* How to complete this task *
Convert the data from the line containing "For each <instance>" through the line containing "box: [3, 220, 129, 267]", both included, into a numbered list, omitting any blank lines.

[Material for the task — start]

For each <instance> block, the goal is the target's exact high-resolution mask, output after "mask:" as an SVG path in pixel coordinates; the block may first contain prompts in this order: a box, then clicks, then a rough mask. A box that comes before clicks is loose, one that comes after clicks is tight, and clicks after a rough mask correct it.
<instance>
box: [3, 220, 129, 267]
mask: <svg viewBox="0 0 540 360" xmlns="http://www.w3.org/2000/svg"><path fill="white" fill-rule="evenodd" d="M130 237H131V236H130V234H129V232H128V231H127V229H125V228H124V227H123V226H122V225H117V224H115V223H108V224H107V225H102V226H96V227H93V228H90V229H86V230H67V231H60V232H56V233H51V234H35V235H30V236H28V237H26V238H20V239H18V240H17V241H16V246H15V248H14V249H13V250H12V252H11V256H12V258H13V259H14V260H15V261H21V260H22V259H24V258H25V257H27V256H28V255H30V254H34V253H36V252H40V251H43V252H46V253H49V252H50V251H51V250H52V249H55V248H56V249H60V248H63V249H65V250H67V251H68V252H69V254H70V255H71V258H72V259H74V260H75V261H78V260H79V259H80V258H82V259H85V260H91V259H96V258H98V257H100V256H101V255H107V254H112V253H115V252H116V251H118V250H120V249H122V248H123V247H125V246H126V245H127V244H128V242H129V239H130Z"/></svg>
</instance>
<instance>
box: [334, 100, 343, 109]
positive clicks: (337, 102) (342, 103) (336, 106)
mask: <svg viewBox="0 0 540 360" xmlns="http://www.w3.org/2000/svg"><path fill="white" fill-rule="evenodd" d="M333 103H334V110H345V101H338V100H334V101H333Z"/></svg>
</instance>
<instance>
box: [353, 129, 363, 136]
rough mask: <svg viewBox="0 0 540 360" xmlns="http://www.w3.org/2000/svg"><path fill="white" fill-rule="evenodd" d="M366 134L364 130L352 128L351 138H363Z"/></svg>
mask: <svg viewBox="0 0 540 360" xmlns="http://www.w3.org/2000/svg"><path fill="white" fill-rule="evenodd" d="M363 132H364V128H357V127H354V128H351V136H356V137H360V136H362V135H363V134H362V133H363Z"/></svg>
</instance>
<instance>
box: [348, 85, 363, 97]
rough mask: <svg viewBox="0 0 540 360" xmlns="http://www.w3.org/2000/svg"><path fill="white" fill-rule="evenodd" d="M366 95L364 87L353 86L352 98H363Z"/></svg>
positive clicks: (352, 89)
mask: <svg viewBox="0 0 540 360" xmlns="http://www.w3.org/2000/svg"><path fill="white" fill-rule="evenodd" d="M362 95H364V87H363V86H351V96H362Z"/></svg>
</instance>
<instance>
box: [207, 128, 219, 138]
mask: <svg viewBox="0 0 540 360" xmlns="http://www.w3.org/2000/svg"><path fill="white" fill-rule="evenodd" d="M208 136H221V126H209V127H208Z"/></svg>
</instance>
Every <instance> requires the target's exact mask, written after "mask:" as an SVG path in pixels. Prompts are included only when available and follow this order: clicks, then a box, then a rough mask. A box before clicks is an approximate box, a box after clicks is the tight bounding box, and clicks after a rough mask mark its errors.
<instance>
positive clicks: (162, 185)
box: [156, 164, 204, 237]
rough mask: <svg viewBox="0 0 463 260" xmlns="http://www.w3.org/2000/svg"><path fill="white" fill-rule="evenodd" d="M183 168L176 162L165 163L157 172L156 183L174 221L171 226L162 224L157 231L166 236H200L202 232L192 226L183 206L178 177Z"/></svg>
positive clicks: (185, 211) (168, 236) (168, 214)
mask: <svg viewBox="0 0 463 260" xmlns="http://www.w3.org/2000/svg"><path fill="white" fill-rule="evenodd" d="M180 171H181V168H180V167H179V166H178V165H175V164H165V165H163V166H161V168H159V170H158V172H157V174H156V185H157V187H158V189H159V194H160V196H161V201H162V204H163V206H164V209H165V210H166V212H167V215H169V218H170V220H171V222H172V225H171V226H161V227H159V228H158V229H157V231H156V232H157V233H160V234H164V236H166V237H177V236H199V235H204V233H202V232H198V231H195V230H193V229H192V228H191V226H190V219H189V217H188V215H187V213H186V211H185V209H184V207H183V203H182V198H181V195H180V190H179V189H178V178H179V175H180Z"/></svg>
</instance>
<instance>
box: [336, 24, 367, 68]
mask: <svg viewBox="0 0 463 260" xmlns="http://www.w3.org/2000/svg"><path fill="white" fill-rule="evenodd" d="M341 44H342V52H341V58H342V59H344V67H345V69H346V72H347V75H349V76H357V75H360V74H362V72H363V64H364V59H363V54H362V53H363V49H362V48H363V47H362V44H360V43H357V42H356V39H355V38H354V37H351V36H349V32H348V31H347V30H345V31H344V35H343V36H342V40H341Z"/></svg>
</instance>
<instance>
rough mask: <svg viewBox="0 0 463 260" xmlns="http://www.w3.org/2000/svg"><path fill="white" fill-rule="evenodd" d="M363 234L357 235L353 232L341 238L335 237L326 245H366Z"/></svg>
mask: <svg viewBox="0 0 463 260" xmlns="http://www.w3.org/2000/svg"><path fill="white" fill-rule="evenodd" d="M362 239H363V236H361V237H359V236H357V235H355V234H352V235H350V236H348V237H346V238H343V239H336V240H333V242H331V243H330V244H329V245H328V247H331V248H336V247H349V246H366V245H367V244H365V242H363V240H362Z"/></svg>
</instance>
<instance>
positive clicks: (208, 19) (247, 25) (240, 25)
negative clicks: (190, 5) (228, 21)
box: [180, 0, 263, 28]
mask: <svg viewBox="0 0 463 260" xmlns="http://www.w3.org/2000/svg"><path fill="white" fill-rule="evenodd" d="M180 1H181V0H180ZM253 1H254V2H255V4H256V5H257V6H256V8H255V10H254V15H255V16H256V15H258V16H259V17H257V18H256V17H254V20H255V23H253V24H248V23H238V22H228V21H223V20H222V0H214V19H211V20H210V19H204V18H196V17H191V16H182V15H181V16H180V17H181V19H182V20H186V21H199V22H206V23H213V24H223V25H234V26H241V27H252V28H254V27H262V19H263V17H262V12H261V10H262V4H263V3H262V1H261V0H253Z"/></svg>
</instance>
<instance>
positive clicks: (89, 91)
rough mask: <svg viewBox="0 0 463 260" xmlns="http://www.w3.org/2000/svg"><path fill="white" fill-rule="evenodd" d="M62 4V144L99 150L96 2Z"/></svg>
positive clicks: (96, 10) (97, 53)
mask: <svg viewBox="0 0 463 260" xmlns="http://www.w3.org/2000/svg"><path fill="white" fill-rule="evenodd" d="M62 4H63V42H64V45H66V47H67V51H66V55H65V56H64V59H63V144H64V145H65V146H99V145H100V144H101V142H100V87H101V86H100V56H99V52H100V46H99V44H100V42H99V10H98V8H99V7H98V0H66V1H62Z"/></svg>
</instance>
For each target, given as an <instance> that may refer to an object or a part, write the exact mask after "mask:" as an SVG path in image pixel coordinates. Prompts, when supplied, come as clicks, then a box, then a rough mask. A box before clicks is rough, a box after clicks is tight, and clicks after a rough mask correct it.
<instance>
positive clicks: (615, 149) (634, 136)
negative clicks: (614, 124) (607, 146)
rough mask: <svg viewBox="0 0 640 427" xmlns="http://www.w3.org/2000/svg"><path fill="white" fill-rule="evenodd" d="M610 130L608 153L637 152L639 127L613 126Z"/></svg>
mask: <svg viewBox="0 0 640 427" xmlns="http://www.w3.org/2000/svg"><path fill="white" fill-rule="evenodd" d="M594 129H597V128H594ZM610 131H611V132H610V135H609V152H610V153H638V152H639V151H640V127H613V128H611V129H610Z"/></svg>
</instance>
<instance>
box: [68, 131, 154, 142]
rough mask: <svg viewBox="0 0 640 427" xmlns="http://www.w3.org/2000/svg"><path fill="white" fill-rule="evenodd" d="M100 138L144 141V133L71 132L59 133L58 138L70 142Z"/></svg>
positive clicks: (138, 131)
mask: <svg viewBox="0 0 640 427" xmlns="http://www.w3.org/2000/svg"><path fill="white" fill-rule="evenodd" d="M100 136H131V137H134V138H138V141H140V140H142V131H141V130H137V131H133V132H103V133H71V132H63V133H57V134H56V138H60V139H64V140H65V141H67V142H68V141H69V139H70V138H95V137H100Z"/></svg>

[Material for the task — finish]
[Material for the task — start]

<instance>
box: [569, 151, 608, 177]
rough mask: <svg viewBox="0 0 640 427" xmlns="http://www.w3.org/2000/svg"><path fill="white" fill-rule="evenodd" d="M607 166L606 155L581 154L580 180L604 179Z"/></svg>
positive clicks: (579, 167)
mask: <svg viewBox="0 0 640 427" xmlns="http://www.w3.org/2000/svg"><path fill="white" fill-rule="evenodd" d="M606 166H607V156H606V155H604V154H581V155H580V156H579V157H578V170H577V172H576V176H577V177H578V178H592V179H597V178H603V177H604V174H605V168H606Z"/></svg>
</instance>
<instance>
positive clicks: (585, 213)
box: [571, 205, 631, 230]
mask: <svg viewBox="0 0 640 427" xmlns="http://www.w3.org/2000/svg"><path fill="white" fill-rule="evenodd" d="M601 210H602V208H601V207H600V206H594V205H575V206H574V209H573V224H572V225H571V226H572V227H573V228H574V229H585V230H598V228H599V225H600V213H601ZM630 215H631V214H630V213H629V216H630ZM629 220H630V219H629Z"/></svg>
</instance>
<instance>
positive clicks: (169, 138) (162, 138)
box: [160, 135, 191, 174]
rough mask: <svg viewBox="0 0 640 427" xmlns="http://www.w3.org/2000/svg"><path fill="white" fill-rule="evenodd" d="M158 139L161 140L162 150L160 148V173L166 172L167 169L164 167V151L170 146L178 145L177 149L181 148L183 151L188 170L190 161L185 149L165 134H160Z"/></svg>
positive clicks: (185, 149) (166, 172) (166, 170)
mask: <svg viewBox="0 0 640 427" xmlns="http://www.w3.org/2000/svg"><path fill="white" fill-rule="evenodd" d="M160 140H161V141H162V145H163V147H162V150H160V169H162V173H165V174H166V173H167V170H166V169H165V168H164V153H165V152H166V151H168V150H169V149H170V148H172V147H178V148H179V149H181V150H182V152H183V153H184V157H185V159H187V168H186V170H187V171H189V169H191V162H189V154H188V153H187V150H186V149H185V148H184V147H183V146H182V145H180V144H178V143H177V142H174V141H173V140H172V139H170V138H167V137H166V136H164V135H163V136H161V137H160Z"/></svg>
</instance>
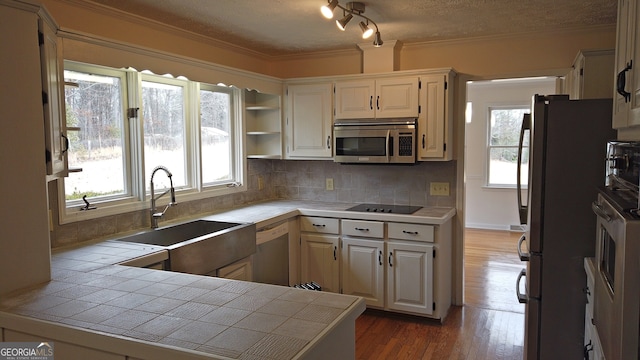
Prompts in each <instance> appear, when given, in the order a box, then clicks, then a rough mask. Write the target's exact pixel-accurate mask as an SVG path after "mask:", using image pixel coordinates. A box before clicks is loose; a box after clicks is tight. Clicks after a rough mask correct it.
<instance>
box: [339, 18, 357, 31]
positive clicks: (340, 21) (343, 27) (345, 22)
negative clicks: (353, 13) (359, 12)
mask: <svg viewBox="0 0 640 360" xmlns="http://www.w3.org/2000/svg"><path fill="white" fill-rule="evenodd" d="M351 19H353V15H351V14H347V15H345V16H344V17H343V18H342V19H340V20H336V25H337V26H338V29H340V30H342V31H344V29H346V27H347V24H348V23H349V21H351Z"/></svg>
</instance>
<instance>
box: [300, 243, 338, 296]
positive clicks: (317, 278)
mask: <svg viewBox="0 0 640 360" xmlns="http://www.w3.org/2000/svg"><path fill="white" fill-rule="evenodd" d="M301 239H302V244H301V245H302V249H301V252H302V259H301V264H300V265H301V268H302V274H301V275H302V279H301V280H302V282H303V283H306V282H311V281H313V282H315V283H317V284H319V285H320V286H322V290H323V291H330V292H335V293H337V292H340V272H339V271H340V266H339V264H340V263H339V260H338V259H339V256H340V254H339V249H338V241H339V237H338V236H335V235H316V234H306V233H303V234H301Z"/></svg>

[Material for the task — finish]

* Output *
1. For each <instance> block, the goal is the target's exact high-resolution mask, output after "mask:" as an SVG path in pixel coordinates; the block may first contain prompts in this order: a box, then clicks, then a rough mask. A box that comes before clicks is loose, one that comes after clicks is tight, and clicks after a rough mask correct it.
2. <instance>
3. box: [3, 220, 129, 267]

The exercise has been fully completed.